→ **Try it**: Write out each line below exactly as it appears.

→ **Data for processing**:

....

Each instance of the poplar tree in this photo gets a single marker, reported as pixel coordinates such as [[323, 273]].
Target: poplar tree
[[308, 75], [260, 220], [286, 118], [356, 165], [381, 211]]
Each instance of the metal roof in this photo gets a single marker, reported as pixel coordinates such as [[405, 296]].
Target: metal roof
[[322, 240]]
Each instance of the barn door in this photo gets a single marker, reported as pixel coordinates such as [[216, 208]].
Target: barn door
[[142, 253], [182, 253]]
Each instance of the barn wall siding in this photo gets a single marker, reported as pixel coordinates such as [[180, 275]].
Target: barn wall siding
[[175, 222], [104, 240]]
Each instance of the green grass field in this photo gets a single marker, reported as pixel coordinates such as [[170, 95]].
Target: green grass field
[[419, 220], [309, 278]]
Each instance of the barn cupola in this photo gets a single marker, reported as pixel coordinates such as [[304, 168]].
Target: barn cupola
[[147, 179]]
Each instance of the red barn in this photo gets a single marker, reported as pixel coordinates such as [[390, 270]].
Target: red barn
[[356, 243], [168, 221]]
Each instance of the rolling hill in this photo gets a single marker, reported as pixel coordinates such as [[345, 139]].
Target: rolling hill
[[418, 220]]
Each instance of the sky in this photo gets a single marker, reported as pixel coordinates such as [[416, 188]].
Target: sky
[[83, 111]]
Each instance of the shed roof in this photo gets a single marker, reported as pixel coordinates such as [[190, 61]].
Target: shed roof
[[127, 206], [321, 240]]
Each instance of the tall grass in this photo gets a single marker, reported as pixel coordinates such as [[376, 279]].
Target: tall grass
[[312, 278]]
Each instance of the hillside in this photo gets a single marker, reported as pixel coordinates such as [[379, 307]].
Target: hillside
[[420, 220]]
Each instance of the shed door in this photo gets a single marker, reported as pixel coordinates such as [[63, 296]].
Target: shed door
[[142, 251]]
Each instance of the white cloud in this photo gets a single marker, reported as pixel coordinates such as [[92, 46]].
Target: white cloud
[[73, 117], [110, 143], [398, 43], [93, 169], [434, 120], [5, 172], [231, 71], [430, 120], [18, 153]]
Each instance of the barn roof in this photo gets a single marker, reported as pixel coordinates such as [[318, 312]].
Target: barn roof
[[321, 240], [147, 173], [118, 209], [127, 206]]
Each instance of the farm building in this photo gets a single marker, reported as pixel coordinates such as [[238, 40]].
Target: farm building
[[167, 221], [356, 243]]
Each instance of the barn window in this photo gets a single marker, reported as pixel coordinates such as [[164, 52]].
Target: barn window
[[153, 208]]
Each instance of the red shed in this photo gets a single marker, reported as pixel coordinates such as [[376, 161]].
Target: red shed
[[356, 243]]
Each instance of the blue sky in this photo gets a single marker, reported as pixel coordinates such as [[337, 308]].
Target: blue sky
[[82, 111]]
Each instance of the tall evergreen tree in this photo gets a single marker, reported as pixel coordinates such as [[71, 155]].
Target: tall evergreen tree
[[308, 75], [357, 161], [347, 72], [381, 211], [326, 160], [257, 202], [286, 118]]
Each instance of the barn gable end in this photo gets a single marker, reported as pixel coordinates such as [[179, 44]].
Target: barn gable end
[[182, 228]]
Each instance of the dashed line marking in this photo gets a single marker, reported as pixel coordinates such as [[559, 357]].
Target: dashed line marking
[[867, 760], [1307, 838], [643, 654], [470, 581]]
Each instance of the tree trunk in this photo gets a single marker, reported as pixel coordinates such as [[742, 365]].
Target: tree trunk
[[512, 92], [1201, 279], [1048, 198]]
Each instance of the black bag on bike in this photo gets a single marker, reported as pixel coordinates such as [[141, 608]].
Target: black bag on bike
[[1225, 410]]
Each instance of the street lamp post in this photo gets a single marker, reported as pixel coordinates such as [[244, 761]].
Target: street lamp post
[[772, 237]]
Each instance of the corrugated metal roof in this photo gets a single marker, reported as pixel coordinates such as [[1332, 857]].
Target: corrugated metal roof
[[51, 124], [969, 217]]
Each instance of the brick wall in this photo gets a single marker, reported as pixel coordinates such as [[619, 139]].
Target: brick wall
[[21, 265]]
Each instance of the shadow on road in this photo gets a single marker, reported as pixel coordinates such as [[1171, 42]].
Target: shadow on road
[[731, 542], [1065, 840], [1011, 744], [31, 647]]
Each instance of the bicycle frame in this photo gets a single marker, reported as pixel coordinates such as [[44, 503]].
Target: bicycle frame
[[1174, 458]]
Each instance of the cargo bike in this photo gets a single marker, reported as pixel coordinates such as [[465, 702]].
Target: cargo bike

....

→ **Result**:
Each instance of the poplar tree in this photo gets a single marker, reported as pixel coordinates such as [[323, 273]].
Target: poplar tree
[[308, 75], [260, 220], [286, 118], [356, 165], [381, 211]]
Each instance of the metal roof in this photo gets a single marker, reported as pixel coordinates such as [[405, 296]].
Target: metal roof
[[322, 240]]
Each instance of the barn door in this photo gets a single marker, reported as pixel coordinates such as [[216, 208]].
Target: barn door
[[142, 253], [182, 253]]
Each instance of the barn wall siding in this photo gets a single marker, reported as pixel coordinates such as [[180, 275]].
Target: barn wall siding
[[175, 222], [104, 240]]
Each instance of the green grass field in this photo gets a single marker, reported as pixel coordinates such as [[170, 95]].
Target: green grass field
[[419, 220], [309, 278]]
Each instance of the barn cupola in this photo gets a single marker, reported as pixel coordinates such as [[304, 168]].
Target: barn cupola
[[147, 179]]
Each instance of the red barn in this photo gets a single marker, reported as pixel coordinates such as [[390, 270]].
Target: red barn
[[356, 243], [168, 221]]
Each instance of the rolling hill in this photo gets a single marker, reported as pixel coordinates such as [[345, 139]].
Target: rolling hill
[[418, 220]]
Each instance of the sky in this photo gets a single marker, reported as pixel coordinates such as [[416, 188]].
Target: sky
[[83, 111]]
Each instance of the shed roof in this photo gets a single marker, reported as pixel coordinates such as [[190, 61]].
Target: shed roof
[[127, 206], [321, 240]]
Each instance of the tall grass in this photo gets a single marker, reported as pixel coordinates such as [[376, 279]].
Target: tall grass
[[312, 278]]
Each instance of the hillside in this photo gets a single marker, reported as pixel coordinates such as [[379, 307]].
Target: hillside
[[420, 220]]
Each instance of the shed door in this photo gets a single marker, reported as pixel coordinates such as [[63, 296]].
Target: shed door
[[142, 251]]
Each instance of the white cloud in this photo gets a single marker, reported as pixel coordinates such as [[92, 46]].
Target: white cloud
[[73, 117], [110, 143], [398, 43], [93, 169], [434, 120], [5, 172], [231, 71], [430, 120], [18, 153]]
Each instance of the barn roof in this photo gets a single marker, reported as pixel coordinates such as [[318, 312]].
Target: barn roof
[[321, 240], [147, 173], [118, 209], [127, 206]]
Each instance of the farm building in this photo gets a single marker, reported as pixel coordinates such as [[238, 40]].
Target: farm building
[[167, 221], [356, 243]]
Each instance of the barn window in this photo gets a single marker, reported as pixel coordinates such as [[164, 52]].
Target: barn window
[[153, 208]]
Each instance of the red shed in this photo gets a single marker, reported as pixel coordinates such as [[376, 161]].
Target: red shed
[[356, 243]]
Each instance of the blue sky in this photo gets a single marker, reported as pixel coordinates such as [[337, 308]].
Target: blue sky
[[82, 111]]
Each instance of the tall evergreen tree in this photo gets a single marker, reported as pixel coordinates such as [[71, 155]].
Target: tall evergreen tree
[[308, 75], [357, 161], [347, 72], [381, 211], [326, 160], [257, 202], [286, 118]]
Each instance of the barn gable end in this photo gets a single marker, reported as pixel coordinates such as [[179, 44]].
Target: barn gable end
[[182, 228]]
Each instance of the dashed line marking in this photo gets a single marker, reported as pixel coordinates such as [[559, 357]].
Target: dashed line marking
[[867, 760], [1307, 838], [643, 654], [470, 581]]
Each instance of the tree trunk in this photo gets a single marker, reported as pixel coordinates such as [[742, 365]].
Target: tree trunk
[[512, 92], [1201, 279], [1048, 198]]
Each instance of the black bag on bike in this photo gets a single marker, reported as pixel coordinates such as [[141, 608]].
Target: black bag on bike
[[1225, 410]]
Each instance of the street lamp post in this photo gets a single marker, reported as pixel coordinates such as [[244, 761]].
Target: street lamp post
[[772, 237]]
Each instance of the corrugated metal roof in this photo gets a single marker, reported as pixel coordinates such as [[1332, 857]].
Target: corrugated metal roof
[[51, 124], [969, 217]]
Each instance of the brick wall in this photo gets a single marker, reported as pixel coordinates such as [[619, 139]].
Target: brick wall
[[21, 265]]
Each instance of the shadow on road in this photo gets a single marker, reported as pixel coordinates such as [[1171, 42]].
Target: shadow on road
[[731, 542], [1065, 840], [1011, 744], [31, 647]]
Each instance of the bicycle frame in this photo gets a single marker, reported as pixel coordinates such as [[44, 503]].
Target: bicycle frame
[[1174, 458]]
Each instance of the cargo bike in this photo gets a single marker, reported as pixel coordinates such as [[465, 702]].
Target: cargo bike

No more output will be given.